[Recorded data]

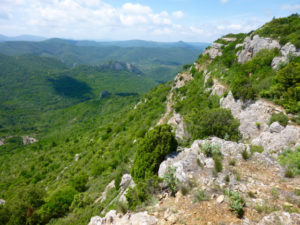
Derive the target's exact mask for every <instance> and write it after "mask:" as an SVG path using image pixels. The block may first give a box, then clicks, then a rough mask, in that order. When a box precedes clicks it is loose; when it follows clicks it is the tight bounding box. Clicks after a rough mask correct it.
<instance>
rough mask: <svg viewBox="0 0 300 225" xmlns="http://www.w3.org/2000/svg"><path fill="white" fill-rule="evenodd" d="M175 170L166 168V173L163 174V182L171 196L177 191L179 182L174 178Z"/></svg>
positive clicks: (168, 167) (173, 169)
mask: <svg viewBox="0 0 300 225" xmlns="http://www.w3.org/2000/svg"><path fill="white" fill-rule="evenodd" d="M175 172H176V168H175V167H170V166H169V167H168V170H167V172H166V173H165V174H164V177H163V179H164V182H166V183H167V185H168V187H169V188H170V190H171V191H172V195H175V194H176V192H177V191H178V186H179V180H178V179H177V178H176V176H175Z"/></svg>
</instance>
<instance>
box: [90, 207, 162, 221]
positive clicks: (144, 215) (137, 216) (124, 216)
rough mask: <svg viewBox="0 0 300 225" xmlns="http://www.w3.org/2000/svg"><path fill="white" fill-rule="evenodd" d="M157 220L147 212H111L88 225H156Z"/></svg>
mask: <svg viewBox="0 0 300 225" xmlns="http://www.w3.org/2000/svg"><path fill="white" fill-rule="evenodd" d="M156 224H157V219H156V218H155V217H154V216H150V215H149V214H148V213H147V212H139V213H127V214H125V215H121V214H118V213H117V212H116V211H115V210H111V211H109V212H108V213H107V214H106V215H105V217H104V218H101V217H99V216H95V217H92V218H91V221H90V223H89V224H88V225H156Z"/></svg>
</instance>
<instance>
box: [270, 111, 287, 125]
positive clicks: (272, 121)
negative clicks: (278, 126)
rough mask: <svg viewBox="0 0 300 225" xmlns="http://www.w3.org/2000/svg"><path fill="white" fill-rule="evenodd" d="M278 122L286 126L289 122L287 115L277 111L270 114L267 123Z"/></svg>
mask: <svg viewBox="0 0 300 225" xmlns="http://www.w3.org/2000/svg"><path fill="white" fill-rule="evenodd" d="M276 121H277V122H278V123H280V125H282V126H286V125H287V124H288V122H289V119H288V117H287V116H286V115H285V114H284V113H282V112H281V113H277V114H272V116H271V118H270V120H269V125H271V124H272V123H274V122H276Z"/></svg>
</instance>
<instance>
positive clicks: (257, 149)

...

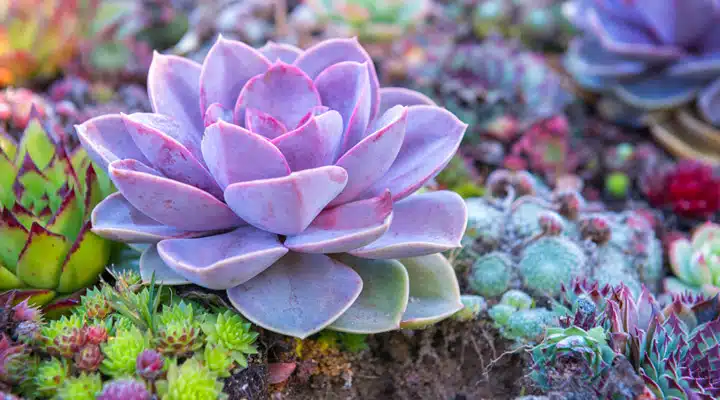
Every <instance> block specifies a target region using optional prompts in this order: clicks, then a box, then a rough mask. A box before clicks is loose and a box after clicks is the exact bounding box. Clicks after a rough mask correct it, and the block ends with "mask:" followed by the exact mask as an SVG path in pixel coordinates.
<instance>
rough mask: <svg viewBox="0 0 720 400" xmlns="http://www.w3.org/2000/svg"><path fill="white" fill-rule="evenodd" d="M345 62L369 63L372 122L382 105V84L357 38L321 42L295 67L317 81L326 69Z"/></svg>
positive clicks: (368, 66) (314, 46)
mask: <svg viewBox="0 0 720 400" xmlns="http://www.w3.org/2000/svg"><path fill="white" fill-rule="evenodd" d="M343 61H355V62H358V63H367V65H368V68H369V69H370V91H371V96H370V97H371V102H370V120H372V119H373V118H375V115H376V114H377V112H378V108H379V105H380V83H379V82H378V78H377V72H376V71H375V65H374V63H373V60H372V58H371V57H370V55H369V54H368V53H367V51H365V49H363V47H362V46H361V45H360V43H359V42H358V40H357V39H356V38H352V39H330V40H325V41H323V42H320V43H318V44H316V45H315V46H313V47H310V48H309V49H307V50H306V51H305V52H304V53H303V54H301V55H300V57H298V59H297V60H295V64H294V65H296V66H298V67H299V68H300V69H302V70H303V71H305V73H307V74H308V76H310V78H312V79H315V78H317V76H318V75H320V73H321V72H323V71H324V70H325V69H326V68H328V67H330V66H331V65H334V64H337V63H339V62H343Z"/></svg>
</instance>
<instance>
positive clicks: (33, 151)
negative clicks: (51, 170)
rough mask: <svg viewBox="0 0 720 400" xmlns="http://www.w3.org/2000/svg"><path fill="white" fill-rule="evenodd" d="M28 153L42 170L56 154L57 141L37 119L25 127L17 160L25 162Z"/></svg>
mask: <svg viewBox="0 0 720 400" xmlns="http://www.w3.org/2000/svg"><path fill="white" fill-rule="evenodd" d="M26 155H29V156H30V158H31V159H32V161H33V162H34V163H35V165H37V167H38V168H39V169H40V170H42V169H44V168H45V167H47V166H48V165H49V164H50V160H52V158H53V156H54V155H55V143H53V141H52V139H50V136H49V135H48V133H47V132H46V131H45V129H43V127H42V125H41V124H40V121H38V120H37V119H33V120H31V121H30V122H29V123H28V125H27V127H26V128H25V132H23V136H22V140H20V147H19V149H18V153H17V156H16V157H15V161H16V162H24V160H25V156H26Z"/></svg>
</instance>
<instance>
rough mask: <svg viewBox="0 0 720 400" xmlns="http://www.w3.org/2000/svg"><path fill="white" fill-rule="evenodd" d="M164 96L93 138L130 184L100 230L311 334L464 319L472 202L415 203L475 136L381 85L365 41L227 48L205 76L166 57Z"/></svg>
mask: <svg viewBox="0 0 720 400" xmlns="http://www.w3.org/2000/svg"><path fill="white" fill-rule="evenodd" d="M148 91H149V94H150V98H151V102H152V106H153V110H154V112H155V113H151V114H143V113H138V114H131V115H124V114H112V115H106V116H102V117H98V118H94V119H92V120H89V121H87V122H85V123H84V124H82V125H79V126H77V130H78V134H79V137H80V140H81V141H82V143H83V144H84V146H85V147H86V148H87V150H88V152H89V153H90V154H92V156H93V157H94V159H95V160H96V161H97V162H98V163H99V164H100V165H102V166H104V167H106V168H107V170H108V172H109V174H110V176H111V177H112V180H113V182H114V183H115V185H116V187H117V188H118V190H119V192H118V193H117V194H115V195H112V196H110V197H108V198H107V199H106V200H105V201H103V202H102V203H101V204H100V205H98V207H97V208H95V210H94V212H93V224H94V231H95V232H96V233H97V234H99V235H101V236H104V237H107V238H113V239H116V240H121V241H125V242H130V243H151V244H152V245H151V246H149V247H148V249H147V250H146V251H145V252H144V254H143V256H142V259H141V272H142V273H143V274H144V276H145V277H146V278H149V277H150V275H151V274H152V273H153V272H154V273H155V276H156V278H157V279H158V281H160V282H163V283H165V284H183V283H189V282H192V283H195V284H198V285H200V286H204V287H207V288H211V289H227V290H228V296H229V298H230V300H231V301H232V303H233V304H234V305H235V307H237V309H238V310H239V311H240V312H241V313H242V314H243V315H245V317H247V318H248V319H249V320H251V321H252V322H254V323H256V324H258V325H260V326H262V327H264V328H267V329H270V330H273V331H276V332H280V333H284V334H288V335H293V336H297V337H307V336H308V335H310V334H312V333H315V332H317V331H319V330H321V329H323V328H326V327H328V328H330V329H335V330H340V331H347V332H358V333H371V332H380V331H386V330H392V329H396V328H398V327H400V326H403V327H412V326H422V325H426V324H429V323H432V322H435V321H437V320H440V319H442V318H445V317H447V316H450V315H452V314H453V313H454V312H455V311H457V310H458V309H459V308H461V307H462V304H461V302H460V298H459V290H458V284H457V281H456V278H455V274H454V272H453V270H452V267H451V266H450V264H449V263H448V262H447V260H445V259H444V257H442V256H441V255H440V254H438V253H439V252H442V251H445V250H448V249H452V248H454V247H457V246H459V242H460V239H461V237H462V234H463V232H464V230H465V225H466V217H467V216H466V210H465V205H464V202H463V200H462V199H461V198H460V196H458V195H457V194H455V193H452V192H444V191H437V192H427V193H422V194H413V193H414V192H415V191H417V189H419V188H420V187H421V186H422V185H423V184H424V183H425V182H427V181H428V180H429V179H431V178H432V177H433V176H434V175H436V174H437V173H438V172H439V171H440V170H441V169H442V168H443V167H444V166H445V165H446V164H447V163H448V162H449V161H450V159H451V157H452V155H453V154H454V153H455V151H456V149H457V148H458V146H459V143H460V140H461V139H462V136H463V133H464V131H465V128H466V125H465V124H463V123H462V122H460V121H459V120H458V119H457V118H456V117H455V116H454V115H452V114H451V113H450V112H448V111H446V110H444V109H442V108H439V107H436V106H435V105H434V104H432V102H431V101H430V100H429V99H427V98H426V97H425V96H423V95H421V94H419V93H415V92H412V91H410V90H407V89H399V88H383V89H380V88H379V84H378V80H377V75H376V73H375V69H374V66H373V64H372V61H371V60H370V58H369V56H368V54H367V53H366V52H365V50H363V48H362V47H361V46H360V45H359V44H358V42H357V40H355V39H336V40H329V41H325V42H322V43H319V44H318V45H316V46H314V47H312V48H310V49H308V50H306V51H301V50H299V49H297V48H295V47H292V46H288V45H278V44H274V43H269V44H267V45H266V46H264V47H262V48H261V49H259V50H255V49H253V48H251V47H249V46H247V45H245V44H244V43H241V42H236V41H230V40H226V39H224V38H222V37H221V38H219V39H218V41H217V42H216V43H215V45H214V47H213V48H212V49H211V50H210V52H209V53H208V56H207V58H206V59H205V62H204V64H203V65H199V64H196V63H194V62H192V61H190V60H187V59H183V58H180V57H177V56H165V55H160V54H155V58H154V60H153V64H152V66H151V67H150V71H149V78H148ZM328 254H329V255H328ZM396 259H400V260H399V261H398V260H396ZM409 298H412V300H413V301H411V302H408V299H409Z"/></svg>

:: WORK TO BE COMPLETED ::
Please rename "rough mask" to "coarse mask" in the listing's lines from the one holding "Derive the target's" through the one holding "positive clicks: (168, 167) (173, 169)", inclusive. Give back only those lines, with nothing else changed.

:: ANSWER BOX ::
Derive the target's exact mask for every <instance> and write it after "mask:" as an SVG path using image pixels. The block may first give a box, then clicks, then a coarse mask, in that order. When a box precedes clicks it is loose; when it follows clicks it is the tight bounding box. Clicks after a coarse mask correct it.
<instance>
coarse mask: <svg viewBox="0 0 300 225" xmlns="http://www.w3.org/2000/svg"><path fill="white" fill-rule="evenodd" d="M175 170L166 168V173L163 174V182L171 196L177 191L179 182L174 178Z"/></svg>
positive clicks: (168, 167) (173, 169)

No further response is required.